• [Aim] Copy the passage of the editorial on the D.C. handgun case from "OPINION PAGE" to "not be compromised." word for word.

____ Article

OPINION PAGE
Monday, November 26, 2007
Targeting guns
Supreme Court will hear D.C. handgun case
In a case that could have a profound impact on public safety, for better or worse, the U.S. Supreme Court will review the constitutional standard established nearly seven decades ago. With gun-related violence epidemic, the government’s authority to limit nonmilitary possession of firearms must not be compromised.
The Second Amendment states, “A well-regulated Militia, being necessary to the security of a free State, the right of the people to keep and bear arms shall not be infringed.” In 1939, the court correctly ruled the “right to bear arms” must be understood in the context of military service. Indeed, the Founders worded the amendment to emphasize that.
The case at hand challenges a District of Columbia law barring handguns in private homes for private use. A ruling against the district law might not set an ironclad precedent applying to states as well, but it would provide legal ammunition for gun advocates trying to shoot down gun-control statutes across the country.
It is absurd to assert that government may not control deadly weapons, at the very least to the extent it controls cars, baby cribs and other items that that have no intent toward violence.

________
____ Items

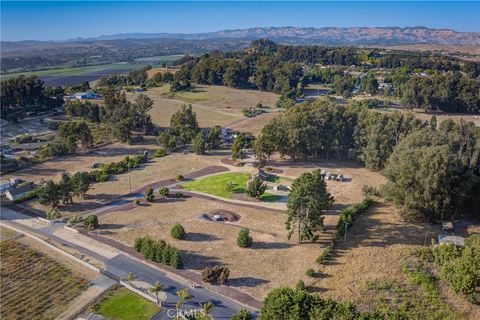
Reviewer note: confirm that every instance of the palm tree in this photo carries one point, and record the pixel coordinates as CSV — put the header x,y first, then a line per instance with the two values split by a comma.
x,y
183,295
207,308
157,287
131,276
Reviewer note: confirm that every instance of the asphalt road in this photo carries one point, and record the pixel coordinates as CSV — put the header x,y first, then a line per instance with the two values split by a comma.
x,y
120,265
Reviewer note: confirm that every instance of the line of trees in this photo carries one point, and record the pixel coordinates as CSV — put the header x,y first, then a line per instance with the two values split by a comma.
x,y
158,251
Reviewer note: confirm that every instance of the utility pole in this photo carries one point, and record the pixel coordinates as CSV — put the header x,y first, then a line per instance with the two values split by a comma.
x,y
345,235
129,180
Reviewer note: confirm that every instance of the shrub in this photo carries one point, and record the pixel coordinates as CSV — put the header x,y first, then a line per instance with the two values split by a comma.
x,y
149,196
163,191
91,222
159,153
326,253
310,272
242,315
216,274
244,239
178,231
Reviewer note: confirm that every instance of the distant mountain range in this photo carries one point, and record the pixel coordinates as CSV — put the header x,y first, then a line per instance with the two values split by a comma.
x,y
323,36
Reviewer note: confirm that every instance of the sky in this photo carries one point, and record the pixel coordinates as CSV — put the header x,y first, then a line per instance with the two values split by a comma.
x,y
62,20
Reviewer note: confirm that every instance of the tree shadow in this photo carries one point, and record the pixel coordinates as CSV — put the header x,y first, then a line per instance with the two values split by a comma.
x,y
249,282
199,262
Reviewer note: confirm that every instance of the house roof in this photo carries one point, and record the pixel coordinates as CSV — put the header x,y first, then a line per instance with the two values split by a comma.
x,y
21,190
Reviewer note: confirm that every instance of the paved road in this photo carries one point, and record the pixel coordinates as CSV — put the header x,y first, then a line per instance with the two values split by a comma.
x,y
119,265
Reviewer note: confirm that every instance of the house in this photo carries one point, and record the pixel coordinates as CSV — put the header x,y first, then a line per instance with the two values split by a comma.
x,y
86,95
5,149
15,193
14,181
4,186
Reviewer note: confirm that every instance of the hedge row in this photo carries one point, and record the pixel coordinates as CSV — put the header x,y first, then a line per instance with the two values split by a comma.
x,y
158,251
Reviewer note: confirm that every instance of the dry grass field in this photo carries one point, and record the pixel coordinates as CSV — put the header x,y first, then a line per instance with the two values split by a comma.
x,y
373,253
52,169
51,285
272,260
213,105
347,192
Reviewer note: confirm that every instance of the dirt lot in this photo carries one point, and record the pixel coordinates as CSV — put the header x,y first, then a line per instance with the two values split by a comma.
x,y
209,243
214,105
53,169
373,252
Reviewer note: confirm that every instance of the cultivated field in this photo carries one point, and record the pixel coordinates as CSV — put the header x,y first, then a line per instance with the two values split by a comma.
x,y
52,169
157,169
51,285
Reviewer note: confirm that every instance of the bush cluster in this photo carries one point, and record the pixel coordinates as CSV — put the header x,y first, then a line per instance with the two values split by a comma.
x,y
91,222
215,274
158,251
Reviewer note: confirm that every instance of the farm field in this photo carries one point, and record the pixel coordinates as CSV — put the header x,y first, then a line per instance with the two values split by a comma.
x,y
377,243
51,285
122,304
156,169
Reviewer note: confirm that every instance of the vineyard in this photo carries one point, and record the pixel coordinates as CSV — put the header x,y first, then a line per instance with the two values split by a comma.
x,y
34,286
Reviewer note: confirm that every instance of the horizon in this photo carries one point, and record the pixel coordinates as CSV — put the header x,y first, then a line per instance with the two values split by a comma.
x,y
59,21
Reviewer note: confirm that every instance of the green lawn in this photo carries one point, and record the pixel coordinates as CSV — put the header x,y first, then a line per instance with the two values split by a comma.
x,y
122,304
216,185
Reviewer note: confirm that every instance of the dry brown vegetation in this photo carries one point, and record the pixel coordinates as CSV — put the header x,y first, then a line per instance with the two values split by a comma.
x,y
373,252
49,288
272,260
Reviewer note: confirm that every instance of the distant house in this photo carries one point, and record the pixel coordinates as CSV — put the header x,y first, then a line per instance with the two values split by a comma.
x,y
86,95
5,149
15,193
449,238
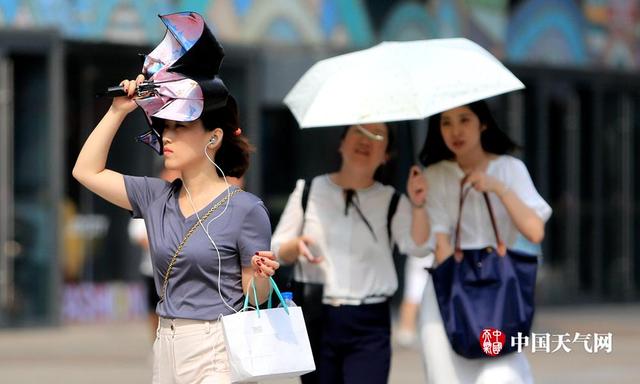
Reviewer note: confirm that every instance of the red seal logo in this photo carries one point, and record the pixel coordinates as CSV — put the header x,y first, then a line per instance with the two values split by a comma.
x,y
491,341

________
____ Items

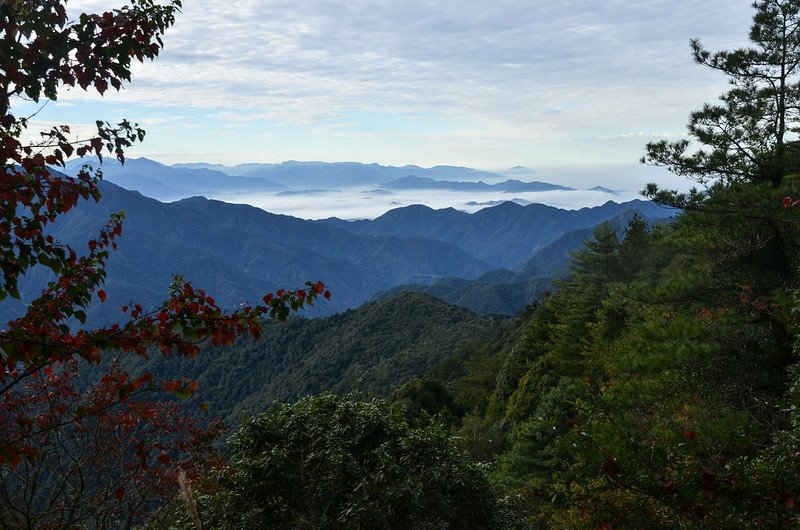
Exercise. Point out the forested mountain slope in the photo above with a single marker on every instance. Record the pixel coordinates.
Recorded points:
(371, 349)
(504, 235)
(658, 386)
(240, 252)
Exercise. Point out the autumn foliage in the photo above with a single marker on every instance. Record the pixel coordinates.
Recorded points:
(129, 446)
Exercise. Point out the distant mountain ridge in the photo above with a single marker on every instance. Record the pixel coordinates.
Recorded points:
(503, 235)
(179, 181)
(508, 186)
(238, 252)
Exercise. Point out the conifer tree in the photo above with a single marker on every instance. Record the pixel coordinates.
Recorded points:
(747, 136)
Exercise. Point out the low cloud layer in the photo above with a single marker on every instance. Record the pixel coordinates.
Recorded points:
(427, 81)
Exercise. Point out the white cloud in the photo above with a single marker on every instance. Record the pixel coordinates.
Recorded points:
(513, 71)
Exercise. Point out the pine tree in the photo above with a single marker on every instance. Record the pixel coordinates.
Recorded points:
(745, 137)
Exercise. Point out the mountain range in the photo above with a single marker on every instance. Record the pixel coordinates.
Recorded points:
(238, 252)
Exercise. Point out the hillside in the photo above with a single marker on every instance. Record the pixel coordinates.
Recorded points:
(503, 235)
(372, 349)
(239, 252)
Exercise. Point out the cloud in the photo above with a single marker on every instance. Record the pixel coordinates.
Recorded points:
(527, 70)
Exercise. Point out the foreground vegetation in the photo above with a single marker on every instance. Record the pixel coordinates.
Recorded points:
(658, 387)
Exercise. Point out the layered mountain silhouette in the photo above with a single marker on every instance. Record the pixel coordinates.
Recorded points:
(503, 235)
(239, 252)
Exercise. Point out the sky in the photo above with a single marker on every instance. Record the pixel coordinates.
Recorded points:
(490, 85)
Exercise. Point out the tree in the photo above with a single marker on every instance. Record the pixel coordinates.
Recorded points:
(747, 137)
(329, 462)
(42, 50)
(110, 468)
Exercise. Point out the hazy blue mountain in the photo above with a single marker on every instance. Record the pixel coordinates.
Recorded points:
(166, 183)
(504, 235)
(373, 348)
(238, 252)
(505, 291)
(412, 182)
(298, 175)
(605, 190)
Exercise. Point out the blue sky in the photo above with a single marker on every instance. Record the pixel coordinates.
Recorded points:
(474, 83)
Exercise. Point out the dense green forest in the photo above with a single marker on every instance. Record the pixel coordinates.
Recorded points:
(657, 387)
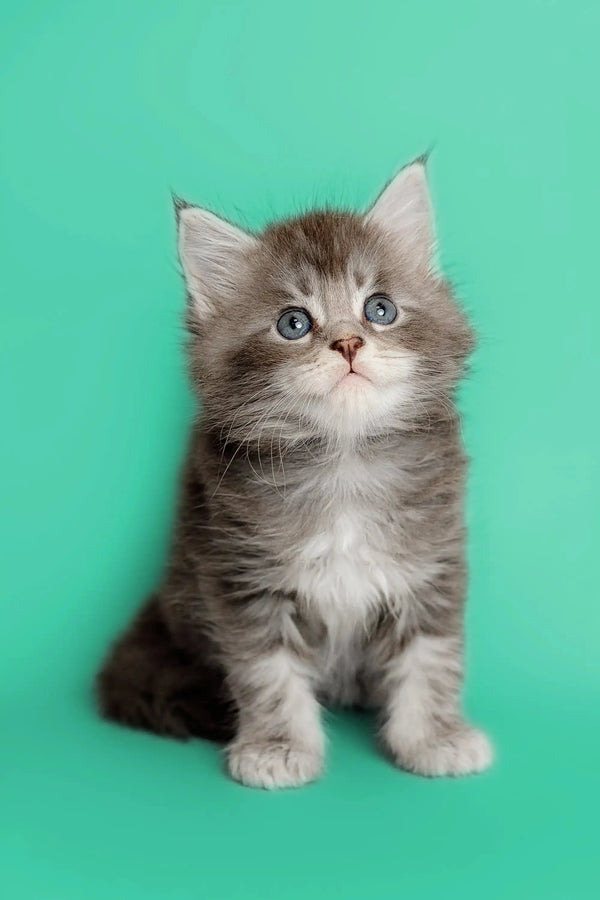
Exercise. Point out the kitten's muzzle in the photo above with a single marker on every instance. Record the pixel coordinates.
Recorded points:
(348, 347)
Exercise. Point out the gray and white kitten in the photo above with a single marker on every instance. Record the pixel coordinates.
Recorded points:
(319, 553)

________
____ Items

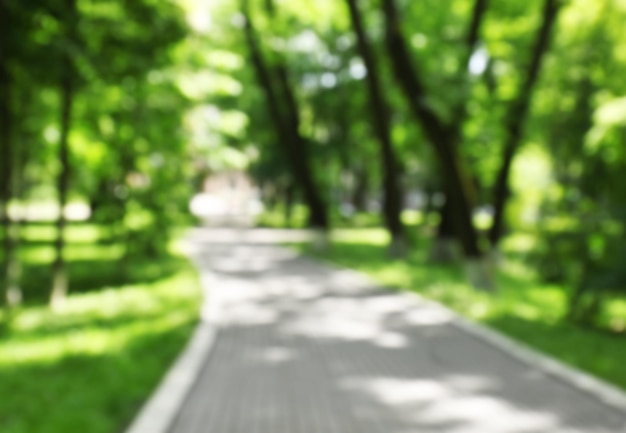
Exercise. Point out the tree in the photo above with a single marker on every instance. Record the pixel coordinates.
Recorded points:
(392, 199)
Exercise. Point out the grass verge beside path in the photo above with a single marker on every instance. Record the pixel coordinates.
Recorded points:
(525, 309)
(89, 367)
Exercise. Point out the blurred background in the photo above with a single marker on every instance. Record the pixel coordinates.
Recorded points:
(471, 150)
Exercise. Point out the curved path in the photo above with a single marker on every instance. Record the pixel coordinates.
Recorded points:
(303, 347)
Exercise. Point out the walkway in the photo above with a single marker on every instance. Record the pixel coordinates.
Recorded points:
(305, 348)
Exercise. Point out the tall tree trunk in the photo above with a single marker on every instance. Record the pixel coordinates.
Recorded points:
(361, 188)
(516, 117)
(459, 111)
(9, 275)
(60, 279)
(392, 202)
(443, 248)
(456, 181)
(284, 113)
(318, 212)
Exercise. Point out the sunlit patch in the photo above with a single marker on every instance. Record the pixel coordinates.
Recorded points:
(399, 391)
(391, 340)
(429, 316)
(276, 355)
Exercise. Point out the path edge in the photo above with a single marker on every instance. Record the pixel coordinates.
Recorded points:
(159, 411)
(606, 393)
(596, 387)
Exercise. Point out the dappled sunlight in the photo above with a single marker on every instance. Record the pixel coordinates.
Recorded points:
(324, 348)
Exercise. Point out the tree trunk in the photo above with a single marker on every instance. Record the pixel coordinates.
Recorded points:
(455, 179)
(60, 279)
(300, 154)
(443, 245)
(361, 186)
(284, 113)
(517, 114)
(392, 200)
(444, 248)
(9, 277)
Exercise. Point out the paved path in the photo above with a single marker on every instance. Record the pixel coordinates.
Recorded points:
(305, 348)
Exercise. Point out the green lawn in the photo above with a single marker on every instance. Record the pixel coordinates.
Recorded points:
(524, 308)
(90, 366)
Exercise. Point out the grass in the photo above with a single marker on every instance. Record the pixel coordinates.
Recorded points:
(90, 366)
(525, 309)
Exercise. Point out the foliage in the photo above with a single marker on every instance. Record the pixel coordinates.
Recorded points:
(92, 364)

________

• [Reply]
OPINION PAGE
Monday, November 26, 2007
Targeting guns
Supreme Court will hear D.C. handgun case
In a case that could have a profound impact on public safety, for better or worse, the U.S. Supreme Court will review the constitutional standard established nearly seven decades ago. With gun-related violence epidemic, the government’s authority to limit nonmilitary possession of firearms must not be compromised.